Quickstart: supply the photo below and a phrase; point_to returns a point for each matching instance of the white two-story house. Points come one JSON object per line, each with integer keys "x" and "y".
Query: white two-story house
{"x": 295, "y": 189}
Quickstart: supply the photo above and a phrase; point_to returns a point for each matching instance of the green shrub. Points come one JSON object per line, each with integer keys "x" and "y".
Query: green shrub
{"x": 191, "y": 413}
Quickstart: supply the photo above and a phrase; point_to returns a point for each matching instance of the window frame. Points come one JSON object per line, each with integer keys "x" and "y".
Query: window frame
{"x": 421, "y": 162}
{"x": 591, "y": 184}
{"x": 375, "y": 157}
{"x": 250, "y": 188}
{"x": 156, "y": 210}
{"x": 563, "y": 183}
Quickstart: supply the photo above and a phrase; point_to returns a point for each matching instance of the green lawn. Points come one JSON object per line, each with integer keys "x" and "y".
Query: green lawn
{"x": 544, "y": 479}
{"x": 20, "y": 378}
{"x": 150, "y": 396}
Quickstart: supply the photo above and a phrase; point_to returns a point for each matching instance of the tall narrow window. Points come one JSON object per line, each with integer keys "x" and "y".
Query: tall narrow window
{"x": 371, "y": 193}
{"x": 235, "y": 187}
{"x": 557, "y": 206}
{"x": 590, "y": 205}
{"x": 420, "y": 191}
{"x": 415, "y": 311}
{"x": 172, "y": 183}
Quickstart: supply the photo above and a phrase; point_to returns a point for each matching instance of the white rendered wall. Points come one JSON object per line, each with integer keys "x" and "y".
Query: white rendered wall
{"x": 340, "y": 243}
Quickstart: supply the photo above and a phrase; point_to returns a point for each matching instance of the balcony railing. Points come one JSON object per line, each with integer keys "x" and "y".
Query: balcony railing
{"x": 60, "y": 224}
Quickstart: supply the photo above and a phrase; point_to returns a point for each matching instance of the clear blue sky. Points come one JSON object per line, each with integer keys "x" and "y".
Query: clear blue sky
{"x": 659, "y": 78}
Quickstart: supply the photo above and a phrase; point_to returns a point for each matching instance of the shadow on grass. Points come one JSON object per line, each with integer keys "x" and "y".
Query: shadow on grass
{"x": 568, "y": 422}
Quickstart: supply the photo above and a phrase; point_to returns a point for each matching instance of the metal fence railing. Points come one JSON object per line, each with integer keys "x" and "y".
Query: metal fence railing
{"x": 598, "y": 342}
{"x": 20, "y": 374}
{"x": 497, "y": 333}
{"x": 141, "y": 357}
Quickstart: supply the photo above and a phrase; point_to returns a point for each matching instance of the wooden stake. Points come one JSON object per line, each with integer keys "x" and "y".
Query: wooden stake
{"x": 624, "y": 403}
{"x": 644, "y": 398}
┄┄┄┄┄┄
All lines from the line containing "Query: metal fence railing" through the end of the listing above are to be duplicated exactly; include both ends and nothing further.

Query: metal fence railing
{"x": 598, "y": 342}
{"x": 20, "y": 374}
{"x": 497, "y": 333}
{"x": 141, "y": 357}
Quickstart: supply the photo above and a phrase; point_to returns a point for each matching instance of the wooden stake. Points come one JSON object per line, each with integer keys "x" and "y".
Query: wooden stake
{"x": 624, "y": 403}
{"x": 644, "y": 398}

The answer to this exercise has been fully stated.